=== Written exercise ===
Lay out the lines below as a JSON list of strings, one string per line, with blank lines omitted.

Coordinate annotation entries

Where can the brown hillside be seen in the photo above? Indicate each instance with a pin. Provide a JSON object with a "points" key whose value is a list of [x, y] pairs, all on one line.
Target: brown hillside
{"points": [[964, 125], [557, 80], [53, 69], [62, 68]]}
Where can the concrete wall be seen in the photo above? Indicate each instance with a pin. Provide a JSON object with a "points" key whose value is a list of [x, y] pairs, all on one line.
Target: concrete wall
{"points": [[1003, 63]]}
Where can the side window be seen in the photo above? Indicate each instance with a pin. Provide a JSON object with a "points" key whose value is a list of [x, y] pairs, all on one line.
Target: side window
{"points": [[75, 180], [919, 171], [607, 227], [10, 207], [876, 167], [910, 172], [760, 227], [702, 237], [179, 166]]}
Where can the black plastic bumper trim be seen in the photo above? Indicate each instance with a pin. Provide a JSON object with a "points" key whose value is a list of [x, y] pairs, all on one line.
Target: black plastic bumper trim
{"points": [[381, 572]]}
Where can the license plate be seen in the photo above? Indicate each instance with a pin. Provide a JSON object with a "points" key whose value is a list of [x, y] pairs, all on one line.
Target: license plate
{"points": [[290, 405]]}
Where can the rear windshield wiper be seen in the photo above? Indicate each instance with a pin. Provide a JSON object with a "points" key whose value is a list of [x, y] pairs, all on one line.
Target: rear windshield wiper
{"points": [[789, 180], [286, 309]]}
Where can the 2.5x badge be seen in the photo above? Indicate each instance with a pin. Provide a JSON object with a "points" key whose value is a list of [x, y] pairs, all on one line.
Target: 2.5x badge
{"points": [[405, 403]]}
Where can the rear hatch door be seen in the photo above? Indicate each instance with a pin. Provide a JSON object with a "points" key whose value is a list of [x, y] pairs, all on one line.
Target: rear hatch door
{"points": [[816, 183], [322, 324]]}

=== Final answer ===
[
  "Where can the brown hillside be seen in the photo above? Indicate each instance with a pin. Provide a JSON object with a \"points\" key whose value is a list of [x, y] pairs, all on one line.",
  "Target: brown hillside",
  "{\"points\": [[964, 125], [557, 80], [53, 69], [62, 68]]}",
  "Where can the concrete wall be seen in the photo above? Indicate each instance with a pin. Provide a JSON object with a \"points\" key whose value is a list of [x, y] pairs, all on one line.",
  "Target: concrete wall",
  "{\"points\": [[1003, 63]]}",
  "Where can the side window be seen in the photo above? Indicate each instance with a pin. Provide a JSON object with a \"points\" key whose value is a list of [x, y] pairs, all on one line.",
  "Target: side window",
  "{\"points\": [[75, 180], [919, 171], [607, 227], [10, 207], [876, 167], [910, 172], [760, 227], [702, 237], [179, 166]]}",
  "Where can the black plastic bumper trim be seen in the photo above? Indicate each instance with a pin. Provide a JSON object with a \"points\" key whose value is a list of [x, y] pairs, all on one line.",
  "Target: black plastic bumper trim",
  "{\"points\": [[381, 572]]}",
  "Where can the license plate be seen in the photo above? Indicate each instance with a pin. Provide a JSON object with a \"points\" key whose value is a list of [x, y] pairs, all on one line.",
  "Target: license plate",
  "{\"points\": [[290, 405]]}",
  "Where can the rear windshield wiper be seen in the photo above? Indicate each instance with a pin. Provide a JSON object with a \"points\" key whose value is a list of [x, y] pairs, all on one line.",
  "Target: rear windshield wiper",
  "{\"points\": [[789, 180], [286, 309]]}",
  "Where can the 2.5x badge be seen in the photo above? Indicate each instance with a pin. Provide a JSON object with a \"points\" key whose value is a list of [x, y] pairs, all on one line.",
  "Target: 2.5x badge",
  "{\"points\": [[405, 403]]}",
  "Where can the rear hatch door be seen in the photo above? Indicate each instance with a pin. Provide a JSON object with a \"points\" key whose value is a list of [x, y] pairs, all on one line.",
  "Target: rear hatch door",
  "{\"points\": [[816, 183], [322, 324]]}"
]